Lydian sends Edward with Henry to go huckleberry hunting. Edward says he wishes Henry was his father, a sentiment he later repeats to his mother. Lydian suggests that Henry should get married, and he says nature is his chosen bride. Back in the jail cell, Bailey asks Henry to be his lawyer, but Henry refuses. The action shifts to Walden Woods, where Henry feeds an escaped slave, Henry Williams, on his way to Canada. The time shifts ahead, and Henry and Waldo argue about the fact that Waldo is not protesting the release of slaves like Williams, who has been shot. Henry accuses Waldo of not practicing what he preaches, and encourages Waldo, who has much more influence than Henry, to speak out against slavery and the war. Waldo hesitantly agrees, and Henry rushes off, ringing the town bell and announcing that Waldo is going to make a speech. Lydian comes up and tells Henry that Waldo is not coming, that he has chosen to think over the matter and write a carefully worded essay describing his position. The crowd disperses. Henry tries to get their attention again, but this time, the bell makes no sound.

Saved entries =>
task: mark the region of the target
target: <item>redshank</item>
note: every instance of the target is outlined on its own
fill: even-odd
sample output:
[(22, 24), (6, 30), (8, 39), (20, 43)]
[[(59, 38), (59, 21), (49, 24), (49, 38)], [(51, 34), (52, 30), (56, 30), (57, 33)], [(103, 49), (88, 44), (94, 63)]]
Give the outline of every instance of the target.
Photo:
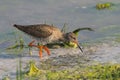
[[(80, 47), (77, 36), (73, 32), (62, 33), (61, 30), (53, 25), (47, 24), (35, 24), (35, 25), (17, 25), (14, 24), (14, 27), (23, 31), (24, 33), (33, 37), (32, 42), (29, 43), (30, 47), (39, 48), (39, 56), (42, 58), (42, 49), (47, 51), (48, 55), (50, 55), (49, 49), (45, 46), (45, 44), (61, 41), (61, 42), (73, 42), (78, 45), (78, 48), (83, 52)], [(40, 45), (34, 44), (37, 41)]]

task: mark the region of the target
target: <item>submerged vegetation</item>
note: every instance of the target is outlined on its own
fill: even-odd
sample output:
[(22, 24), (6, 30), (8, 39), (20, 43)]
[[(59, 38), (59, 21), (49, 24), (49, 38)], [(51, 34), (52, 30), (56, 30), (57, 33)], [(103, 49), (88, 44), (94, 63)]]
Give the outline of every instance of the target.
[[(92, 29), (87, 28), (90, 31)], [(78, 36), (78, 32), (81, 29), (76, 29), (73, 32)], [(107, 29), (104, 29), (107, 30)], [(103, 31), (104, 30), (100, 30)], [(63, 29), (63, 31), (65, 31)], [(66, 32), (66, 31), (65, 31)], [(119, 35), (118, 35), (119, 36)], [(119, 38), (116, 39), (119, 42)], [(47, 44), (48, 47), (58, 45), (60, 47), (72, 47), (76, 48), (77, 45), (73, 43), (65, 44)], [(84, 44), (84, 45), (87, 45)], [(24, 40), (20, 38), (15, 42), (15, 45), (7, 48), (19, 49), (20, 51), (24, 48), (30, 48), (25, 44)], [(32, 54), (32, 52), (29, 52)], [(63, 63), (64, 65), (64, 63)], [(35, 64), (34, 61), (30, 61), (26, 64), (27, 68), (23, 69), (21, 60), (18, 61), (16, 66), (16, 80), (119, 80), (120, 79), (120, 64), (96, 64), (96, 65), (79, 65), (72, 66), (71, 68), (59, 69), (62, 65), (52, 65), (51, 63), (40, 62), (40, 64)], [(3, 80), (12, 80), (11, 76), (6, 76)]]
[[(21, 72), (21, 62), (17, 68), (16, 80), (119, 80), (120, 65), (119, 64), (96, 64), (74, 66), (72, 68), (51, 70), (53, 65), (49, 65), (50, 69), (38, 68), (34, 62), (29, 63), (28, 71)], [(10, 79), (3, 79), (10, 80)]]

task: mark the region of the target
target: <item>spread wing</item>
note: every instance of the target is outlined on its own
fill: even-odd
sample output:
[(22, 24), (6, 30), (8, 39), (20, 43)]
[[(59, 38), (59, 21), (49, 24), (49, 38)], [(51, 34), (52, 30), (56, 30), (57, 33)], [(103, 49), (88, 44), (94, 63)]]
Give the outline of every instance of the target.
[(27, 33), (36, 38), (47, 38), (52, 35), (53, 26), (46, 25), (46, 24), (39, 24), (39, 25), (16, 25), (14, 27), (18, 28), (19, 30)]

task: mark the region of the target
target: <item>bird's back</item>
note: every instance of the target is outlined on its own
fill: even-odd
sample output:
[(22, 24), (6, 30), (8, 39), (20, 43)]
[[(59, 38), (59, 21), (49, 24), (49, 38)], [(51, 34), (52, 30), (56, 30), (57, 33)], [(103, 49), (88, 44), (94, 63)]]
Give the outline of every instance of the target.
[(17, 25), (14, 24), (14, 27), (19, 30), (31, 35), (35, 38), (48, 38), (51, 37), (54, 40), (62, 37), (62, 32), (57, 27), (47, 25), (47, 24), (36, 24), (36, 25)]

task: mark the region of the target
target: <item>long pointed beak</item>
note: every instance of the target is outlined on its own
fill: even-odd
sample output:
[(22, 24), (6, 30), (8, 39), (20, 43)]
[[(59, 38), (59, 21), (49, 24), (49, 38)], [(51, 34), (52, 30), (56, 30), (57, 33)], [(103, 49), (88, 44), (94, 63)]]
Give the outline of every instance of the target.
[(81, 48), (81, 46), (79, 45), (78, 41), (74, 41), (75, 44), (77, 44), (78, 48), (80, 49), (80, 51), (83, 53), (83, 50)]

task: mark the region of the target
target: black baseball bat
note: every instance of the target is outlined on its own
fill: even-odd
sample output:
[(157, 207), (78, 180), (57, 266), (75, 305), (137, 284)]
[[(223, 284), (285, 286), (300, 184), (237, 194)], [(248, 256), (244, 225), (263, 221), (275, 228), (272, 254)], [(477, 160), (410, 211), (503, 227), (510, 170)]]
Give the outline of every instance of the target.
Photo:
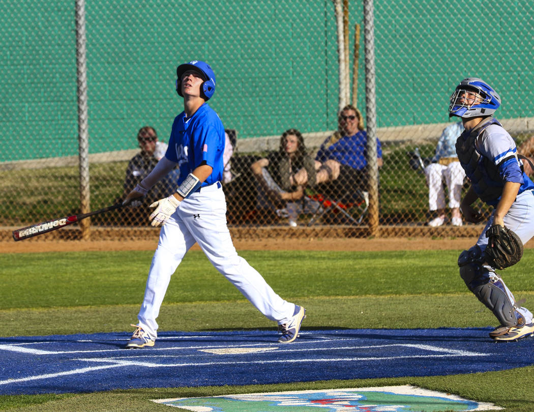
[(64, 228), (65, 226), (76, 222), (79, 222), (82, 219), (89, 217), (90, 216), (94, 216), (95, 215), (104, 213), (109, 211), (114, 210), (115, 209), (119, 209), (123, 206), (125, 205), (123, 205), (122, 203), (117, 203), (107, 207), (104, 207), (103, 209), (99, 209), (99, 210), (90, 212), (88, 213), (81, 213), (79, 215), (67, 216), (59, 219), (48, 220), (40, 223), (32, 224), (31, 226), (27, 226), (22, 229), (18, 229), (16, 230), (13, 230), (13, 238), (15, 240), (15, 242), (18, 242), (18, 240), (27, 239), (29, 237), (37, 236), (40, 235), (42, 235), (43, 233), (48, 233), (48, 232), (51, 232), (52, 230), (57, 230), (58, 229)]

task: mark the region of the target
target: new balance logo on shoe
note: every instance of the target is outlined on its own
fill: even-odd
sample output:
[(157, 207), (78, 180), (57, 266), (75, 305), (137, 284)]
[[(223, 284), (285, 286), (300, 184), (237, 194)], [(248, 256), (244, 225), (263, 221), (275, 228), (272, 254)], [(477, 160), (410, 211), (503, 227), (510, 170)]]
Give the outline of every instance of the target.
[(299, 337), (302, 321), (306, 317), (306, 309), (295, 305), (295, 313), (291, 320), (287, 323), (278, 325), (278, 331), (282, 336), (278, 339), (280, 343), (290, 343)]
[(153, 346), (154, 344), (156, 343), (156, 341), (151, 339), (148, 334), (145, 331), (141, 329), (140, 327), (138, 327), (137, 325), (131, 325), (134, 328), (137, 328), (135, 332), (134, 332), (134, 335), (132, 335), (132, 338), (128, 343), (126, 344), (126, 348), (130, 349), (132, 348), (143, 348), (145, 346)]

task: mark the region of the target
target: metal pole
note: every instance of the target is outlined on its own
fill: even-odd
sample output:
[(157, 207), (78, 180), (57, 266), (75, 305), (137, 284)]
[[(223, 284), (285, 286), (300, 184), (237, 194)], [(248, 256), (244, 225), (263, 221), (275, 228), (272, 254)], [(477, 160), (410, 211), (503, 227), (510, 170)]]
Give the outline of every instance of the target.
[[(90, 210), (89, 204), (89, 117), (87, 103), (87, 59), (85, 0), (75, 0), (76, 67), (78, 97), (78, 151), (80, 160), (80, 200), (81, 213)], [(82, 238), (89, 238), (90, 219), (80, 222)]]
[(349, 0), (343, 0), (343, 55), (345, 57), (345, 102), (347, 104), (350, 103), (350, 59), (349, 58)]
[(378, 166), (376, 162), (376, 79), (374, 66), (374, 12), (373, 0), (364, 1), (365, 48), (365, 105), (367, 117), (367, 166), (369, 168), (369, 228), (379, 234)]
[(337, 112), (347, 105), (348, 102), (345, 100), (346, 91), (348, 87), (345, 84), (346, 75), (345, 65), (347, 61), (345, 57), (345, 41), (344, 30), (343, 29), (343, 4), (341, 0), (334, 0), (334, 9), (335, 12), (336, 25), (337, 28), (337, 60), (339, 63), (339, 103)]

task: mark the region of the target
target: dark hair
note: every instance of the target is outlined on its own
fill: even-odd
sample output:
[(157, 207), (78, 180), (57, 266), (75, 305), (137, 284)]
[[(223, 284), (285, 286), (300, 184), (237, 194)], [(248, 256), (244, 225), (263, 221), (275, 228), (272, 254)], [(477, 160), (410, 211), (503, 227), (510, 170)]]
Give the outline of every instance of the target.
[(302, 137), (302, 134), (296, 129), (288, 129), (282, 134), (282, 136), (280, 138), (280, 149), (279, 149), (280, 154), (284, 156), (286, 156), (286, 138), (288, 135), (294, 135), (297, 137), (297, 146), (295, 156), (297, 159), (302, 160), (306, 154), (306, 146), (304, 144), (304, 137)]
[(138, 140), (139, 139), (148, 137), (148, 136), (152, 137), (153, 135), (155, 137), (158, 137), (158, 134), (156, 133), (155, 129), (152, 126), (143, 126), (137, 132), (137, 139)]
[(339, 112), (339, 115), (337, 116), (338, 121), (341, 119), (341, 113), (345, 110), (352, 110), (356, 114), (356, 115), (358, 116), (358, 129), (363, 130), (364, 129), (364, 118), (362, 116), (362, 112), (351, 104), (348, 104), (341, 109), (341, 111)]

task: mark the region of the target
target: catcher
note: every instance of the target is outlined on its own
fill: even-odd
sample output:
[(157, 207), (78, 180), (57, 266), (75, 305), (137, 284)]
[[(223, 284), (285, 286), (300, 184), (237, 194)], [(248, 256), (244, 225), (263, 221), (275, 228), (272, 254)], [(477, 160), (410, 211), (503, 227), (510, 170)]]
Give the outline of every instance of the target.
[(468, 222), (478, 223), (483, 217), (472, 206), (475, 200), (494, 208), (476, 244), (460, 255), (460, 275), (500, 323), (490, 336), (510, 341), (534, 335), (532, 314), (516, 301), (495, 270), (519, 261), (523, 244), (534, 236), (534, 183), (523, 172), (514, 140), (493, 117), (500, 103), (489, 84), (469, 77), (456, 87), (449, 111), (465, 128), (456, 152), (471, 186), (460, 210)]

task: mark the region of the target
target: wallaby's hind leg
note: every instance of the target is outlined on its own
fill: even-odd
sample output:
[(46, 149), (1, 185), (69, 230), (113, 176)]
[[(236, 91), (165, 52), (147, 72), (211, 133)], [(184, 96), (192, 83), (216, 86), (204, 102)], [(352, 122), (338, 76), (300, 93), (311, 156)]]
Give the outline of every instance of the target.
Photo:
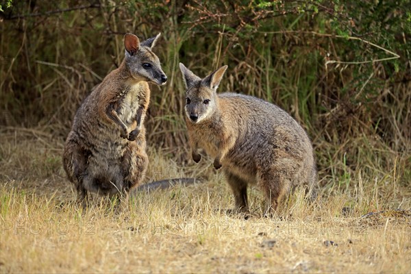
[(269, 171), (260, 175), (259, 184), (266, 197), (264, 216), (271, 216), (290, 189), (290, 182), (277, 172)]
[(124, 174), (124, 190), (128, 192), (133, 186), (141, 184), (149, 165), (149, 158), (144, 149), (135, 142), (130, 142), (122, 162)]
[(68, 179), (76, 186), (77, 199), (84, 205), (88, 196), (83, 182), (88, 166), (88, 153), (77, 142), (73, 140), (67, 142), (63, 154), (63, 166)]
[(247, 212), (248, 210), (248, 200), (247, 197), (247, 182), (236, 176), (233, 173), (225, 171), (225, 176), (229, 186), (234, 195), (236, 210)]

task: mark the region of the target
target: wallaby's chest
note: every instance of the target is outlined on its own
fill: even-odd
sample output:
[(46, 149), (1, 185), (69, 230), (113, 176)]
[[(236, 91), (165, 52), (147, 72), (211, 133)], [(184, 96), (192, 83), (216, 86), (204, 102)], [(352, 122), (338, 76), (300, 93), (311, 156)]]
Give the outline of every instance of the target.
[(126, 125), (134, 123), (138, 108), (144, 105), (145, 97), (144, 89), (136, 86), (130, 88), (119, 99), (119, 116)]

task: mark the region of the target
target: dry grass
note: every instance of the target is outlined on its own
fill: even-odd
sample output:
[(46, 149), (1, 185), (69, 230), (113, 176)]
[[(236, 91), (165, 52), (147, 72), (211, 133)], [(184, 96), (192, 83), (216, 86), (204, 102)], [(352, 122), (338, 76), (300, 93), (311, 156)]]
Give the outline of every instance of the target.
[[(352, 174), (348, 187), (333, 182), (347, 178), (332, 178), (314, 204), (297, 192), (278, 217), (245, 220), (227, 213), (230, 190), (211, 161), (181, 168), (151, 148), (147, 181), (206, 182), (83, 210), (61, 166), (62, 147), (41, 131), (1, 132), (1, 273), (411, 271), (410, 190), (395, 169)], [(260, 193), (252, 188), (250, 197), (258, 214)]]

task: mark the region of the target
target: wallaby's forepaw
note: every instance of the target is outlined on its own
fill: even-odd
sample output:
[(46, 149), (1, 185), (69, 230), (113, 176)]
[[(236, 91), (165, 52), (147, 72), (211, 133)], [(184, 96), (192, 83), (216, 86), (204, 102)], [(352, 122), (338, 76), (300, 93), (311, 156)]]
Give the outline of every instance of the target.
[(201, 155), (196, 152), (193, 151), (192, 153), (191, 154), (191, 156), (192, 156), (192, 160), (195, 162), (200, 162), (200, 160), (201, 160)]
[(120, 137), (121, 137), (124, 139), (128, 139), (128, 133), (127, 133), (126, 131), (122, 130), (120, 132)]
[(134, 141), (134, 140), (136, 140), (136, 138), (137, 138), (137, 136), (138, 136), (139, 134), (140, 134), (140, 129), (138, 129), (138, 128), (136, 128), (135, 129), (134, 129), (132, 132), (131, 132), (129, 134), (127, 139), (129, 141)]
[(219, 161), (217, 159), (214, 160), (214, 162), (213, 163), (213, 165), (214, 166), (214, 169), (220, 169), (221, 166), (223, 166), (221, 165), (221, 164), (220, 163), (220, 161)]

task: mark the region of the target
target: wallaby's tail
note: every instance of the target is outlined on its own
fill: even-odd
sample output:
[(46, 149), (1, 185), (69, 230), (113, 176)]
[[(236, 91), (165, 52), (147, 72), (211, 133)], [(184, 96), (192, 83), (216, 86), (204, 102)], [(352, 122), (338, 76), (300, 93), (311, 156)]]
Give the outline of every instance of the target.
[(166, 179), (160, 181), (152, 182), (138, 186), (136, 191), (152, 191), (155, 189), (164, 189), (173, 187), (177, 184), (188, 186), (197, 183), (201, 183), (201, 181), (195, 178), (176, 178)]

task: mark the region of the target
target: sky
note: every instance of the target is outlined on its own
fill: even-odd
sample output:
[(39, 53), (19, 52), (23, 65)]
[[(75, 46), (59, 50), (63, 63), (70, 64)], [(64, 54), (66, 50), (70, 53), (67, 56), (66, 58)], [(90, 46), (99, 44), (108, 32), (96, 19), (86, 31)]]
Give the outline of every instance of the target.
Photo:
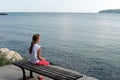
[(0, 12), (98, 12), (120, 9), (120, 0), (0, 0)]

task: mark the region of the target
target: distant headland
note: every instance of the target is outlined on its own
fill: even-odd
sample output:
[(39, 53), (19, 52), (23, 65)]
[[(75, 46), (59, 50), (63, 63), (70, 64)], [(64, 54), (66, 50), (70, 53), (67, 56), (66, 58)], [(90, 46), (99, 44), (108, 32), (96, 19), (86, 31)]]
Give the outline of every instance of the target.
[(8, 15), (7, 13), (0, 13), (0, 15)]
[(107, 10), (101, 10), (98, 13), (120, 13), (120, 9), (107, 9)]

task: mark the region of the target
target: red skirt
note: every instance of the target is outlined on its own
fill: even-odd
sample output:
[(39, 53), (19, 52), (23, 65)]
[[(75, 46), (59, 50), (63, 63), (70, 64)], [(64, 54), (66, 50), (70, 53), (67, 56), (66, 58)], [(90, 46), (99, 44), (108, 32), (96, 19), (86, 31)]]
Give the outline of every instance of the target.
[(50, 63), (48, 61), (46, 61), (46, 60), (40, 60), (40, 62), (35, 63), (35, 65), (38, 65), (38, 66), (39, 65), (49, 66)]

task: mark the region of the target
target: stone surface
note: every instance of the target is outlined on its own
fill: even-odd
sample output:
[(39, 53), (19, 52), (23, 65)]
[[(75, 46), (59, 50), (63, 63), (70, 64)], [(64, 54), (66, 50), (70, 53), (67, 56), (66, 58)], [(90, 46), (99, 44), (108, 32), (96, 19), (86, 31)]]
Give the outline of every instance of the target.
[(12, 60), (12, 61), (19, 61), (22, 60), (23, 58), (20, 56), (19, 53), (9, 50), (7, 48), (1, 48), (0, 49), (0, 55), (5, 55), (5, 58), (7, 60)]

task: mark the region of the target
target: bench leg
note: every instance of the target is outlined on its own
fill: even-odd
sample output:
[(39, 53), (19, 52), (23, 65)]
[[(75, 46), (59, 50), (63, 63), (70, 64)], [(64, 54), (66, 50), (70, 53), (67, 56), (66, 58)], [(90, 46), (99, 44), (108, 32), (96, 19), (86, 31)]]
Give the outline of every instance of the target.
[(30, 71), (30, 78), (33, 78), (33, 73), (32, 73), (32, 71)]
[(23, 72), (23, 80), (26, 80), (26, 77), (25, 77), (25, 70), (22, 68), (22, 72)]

WHAT YOU NEED TO DO =>
a - Retype the plot summary about Henry, Lydian, and Waldo word for word, in its entirety.
b - Put the portion of the records that runs from their first line through the line containing "44), (37, 41)]]" into a numbered list, including both ends and omitting blank lines. Leave the pictures out of your answer.
The plot summary and the records have no connection to each other.

OUTPUTS IN ORDER =>
a -
Lydian sends Edward with Henry to go huckleberry hunting. Edward says he wishes Henry was his father, a sentiment he later repeats to his mother. Lydian suggests that Henry should get married, and he says nature is his chosen bride. Back in the jail cell, Bailey asks Henry to be his lawyer, but Henry refuses. The action shifts to Walden Woods, where Henry feeds an escaped slave, Henry Williams, on his way to Canada. The time shifts ahead, and Henry and Waldo argue about the fact that Waldo is not protesting the release of slaves like Williams, who has been shot. Henry accuses Waldo of not practicing what he preaches, and encourages Waldo, who has much more influence than Henry, to speak out against slavery and the war. Waldo hesitantly agrees, and Henry rushes off, ringing the town bell and announcing that Waldo is going to make a speech. Lydian comes up and tells Henry that Waldo is not coming, that he has chosen to think over the matter and write a carefully worded essay describing his position. The crowd disperses. Henry tries to get their attention again, but this time, the bell makes no sound.

b -
1. task: mark the region of the target
2. target: <item>redshank</item>
3. note: every instance of the target is outlined on its own
4. fill: even-odd
5. sample output:
6. [(22, 24), (6, 30), (8, 39), (20, 43)]
7. [[(59, 38), (59, 21), (49, 24), (49, 38)], [(51, 34), (52, 30), (56, 30), (57, 33)], [(103, 49), (88, 44), (94, 63)]]
8. Give the outline of every instance of the target.
9. Photo:
10. [[(80, 47), (77, 36), (73, 32), (62, 33), (61, 30), (53, 25), (47, 24), (35, 24), (35, 25), (17, 25), (14, 24), (14, 27), (23, 31), (24, 33), (33, 37), (32, 42), (29, 43), (30, 47), (39, 48), (39, 56), (42, 58), (42, 49), (47, 51), (48, 55), (50, 55), (49, 49), (45, 46), (45, 44), (61, 41), (61, 42), (73, 42), (78, 45), (78, 48), (83, 52)], [(40, 45), (34, 44), (37, 41)]]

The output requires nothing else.